- **GIVEN PROBLEM**: Could you copy every line of the entries below, requests included, and add 31 to each number in the marked coordinates? Leave the numbers in the requests and in their sample format unchanged.

- **EXERCISE MATERIAL**:

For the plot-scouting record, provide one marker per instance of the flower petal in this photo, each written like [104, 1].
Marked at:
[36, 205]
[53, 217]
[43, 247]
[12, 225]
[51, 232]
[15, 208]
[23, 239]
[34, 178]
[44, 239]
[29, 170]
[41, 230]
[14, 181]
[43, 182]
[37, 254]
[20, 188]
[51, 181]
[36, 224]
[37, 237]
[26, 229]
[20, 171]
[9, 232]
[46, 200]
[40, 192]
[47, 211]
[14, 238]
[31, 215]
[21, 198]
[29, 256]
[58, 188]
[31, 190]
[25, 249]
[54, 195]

- **REPLY TO THE EXERCISE**:
For the plot-scouting record, provide one marker per instance of the flower petal in this photo, each written like [104, 1].
Marked at:
[67, 236]
[84, 248]
[74, 278]
[43, 256]
[82, 263]
[46, 239]
[54, 270]
[65, 209]
[75, 270]
[60, 201]
[72, 261]
[45, 212]
[74, 213]
[68, 285]
[51, 219]
[82, 212]
[67, 255]
[68, 268]
[57, 260]
[51, 202]
[40, 263]
[77, 231]
[71, 223]
[78, 242]
[45, 269]
[62, 246]
[52, 229]
[60, 287]
[89, 219]
[62, 221]
[56, 280]
[85, 226]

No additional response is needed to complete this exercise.